Texte extrait -

╔══

Le problème, avec une telle capacité de déni, c’est que l’innommable, l’inconcevable, le monstrueux finit par se reproduire, surtout quand les héritiers n’ont rien changé au fond de l’idéologie motrice, comme s’ils étaient figés dans une croyance immuable.
L’euromaïdan a même reproduit l’oppression des autorités polonaises sur cette région. Par exemple, alors que dans les années 1920, la Pologne avait interdit la langue ukrainienne dans les écoles et l’administration, les nationalistes ukrainiens firent de même avec la langue russe en 2014.
Si je t’opprime, c’est normal, si tu m’opprimes, je te détruis.
Telle est la maxime qui se profile dans le flou de cette consternante idéo-logique.
Rien d’étonnant donc à ce que les schémas bandéristes se perpétuent, avec notamment une pratique quasi normalisée de la torture et d’innombrables exécutions sommaires dès 2014. La persécution pointe jusque dans les propos télévisés du Président Porochenko, voyant l’avenir des enfants du Donbass « dans les caves », promesses implicites de bombardements hors objectifs militaires, qui seront cyniquement tenues, huit durant, par ciblages d’intensité variable, d’immeubles, maisons, écoles, hôpitaux en activité.
Les preuves définitives de l’existence d’actes de sauvagerie ont été livrées ces dernières semaines, avec ces images de prisonniers russes et donbassiens, purs aveux dont on ne sait pas trop s’ils relèvent de la bête fierté de la bête cruelle, ou de la volonté de semer la terreur.

╚══

Travail à effectuer -
• 1. Énumérez les types de bâtiments que le texte extrait présente comme visés par les bombardements.
• 2. Reproduisez le passage du texte extrait depuis "Telle est la" jusqu'à "semer la terreur." inclus.
• 3. Résumez le texte extrait en deux phrases.

Bloc de données -
╔══

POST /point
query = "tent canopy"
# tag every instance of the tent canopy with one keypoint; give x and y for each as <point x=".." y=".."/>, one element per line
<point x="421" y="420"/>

╚══

Réponses fournies -
• 1. Immeubles, maisons, écoles, hôpitaux en activité.

• 2.
Telle est la maxime qui se profile dans le flou de cette consternante idéo-logique.
Rien d’étonnant donc à ce que les schémas bandéristes se perpétuent, avec notamment une pratique quasi normalisée de la torture et d’innombrables exécutions sommaires dès 2014. La persécution pointe jusque dans les propos télévisés du Président Porochenko, voyant l’avenir des enfants du Donbass « dans les caves », promesses implicites de bombardements hors objectifs militaires, qui seront cyniquement tenues, huit durant, par ciblages d’intensité variable, d’immeubles, maisons, écoles, hôpitaux en activité.
Les preuves définitives de l’existence d’actes de sauvagerie ont été livrées ces dernières semaines, avec ces images de prisonniers russes et donbassiens, purs aveux dont on ne sait pas trop s’ils relèvent de la bête fierté de la bête cruelle, ou de la volonté de semer la terreur.

• 3. Selon le texte, un déni persistant fait que le monstrueux se reproduit, et l'euromaïdan a reproduit l'oppression polonaise : la Pologne avait interdit la langue ukrainienne dans les écoles et l'administration dans les années 1920, et les nationalistes ukrainiens ont fait de même avec la langue russe en 2014. Le texte affirme aussi que les schémas bandéristes se perpétuent depuis 2014 par la torture, les exécutions sommaires et des bombardements d'immeubles, de maisons, d'écoles et d'hôpitaux, et que des images de prisonniers russes et donbassiens en ont récemment livré les preuves.